9. O arguido foi condenado por decisão proferida em 11-11-2011, transitada em julgado em 12-01-2012, no processo comum singular n.º 9384/06.6TDLSB que correu termos pela 1.ª secção de média instância criminal da Comarca da Grande Lisboa-Noroeste - Sintra, pela prática em 16.06.2006 de um crime de burla qualificada, p. e p. pelo art. 217.º, n.º 1 e 218.º, nº 1 com referência ao art. 202.º, al. a) do C. Penal na pena de um ano de prisão efetiva.

10. O arguido foi condenado por decisão proferida em 6-06-2012, transitada em julgado em 12-07-2012, no processo comum singular n.º 107/10.6GAVFX que correu termos pelo 1.º juízo Criminal do Tribunal Judicial de Vila Franca de Xira, pela prática em 10.02.2010 de um crime de burla simples, p. e p. pelo art. 217.º, n.º 1 do C. Penal na pena de 1 ano de prisão efetiva.

11. O arguido foi condenado por decisão proferida em 07-11-2012, transitada em julgado em 07-12-2012, no processo comum singular n.º 116/10.5GAVFX que correu termos pelo 2.º juízo Criminal do Tribunal Judicial de Vila Franca de Xira, pela prática, entre julho de 2009 e janeiro de 2010, de 2 crimes de abuso de confiança, p. e p. pelo artº 205.º, nº1 do C. Penal, e 1 crime de falsificação, p. e p. pelo artº 256.º, nº 1, al. e) do C. Penal, na pena de um ano de prisão para cada um dos crimes; em cúmulo jurídico foi condenado na pena única de 2 ano de prisão efetiva.

12. O arguido foi condenado por decisão proferida em 29-01-2013, transitada em julgado em 22-02-2013, no processo comum coletivo n.º 109/09.5GAVFX que correu termos pelo 2.º juízo Criminal do Tribunal Judicial de Vila Franca de Xira, pela prática, entre janeiro de 2009 e março de 2009, de 1 crime de falsificação, na forma continuada, p. e p. pelo artº 256.º, nº 1, als. b) e d) e nº 3 do C. Penal, na pena de dois anos e seis meses de prisão, suspensa na sua execução por igual período sob a condição de pagamento da indemnização cível nos termos da transação efetuada com o ofendido.

13. O arguido foi condenado por decisão proferida em 04-07-2012, transitada em julgado em 29-11-2012, no processo comum coletivo n.º 812/04.6TAVFX que correu termos pelo 2.º juízo Criminal do Tribunal Judicial de Vila Franca de Xira, pela prática, durante o ano de 2000 e até março de 2001, de um crime de burla, p. e p. pelos art.ºs 217º, nº 1 e 218º, nº 2, al. a) do C. Penal, 1 crime de falsificação, p. e p. pelos artºs 255º, al. a), 256.º, nºs 1, al. e) e 3 do C. Penal, e 1 crime de abuso de confiança, na forma continuada, p. e p. pelo artº 205.º, nºs 1 e 2, al. b), e 5, do C. Penal, nas penas, respetivamente, três anos de prisão, um ano e seis meses de prisão e de três ano e seis meses de prisão; em cúmulo jurídico foi condenado na pena única de quatro anos e três meses de prisão efetiva.

■ ■ ■ ■ ■

INSTRUÇÕES DAS TAREFAS:
- A) Reproduza o trecho do texto de leitura que começa em "11. O arguido" e segue até "2 ano de prisão efetiva.".
- B) Quais são todos os números de processo que aparecem no texto de leitura?

DADOS DE ORIGEM:

■ ■ ■ ■ ■

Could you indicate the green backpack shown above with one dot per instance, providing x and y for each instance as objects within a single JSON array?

■ ■ ■ ■ ■

RESPOSTAS:
- A)
11. O arguido foi condenado por decisão proferida em 07-11-2012, transitada em julgado em 07-12-2012, no processo comum singular n.º 116/10.5GAVFX que correu termos pelo 2.º juízo Criminal do Tribunal Judicial de Vila Franca de Xira, pela prática, entre julho de 2009 e janeiro de 2010, de 2 crimes de abuso de confiança, p. e p. pelo artº 205.º, nº1 do C. Penal, e 1 crime de falsificação, p. e p. pelo artº 256.º, nº 1, al. e) do C. Penal, na pena de um ano de prisão para cada um dos crimes; em cúmulo jurídico foi condenado na pena única de 2 ano de prisão efetiva.

- B) 9384/06.6TDLSB; 107/10.6GAVFX; 116/10.5GAVFX; 109/09.5GAVFX; 812/04.6TAVFX